## begin

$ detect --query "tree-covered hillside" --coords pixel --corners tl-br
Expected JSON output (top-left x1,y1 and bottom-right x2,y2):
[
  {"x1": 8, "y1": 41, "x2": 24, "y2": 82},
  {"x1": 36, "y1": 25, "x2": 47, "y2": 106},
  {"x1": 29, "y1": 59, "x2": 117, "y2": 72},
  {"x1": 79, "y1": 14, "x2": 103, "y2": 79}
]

## end

■ **Set problem**
Copy out every line of the entries above word for word, keeping all characters, spacing, and line breaks unchanged.

■ **Finished answer**
$ detect --query "tree-covered hillside" --coords pixel --corners tl-br
Expected JSON output (top-left x1,y1 and bottom-right x2,y2):
[
  {"x1": 8, "y1": 41, "x2": 24, "y2": 82},
  {"x1": 36, "y1": 25, "x2": 47, "y2": 106},
  {"x1": 29, "y1": 59, "x2": 117, "y2": 72},
  {"x1": 79, "y1": 14, "x2": 103, "y2": 79}
]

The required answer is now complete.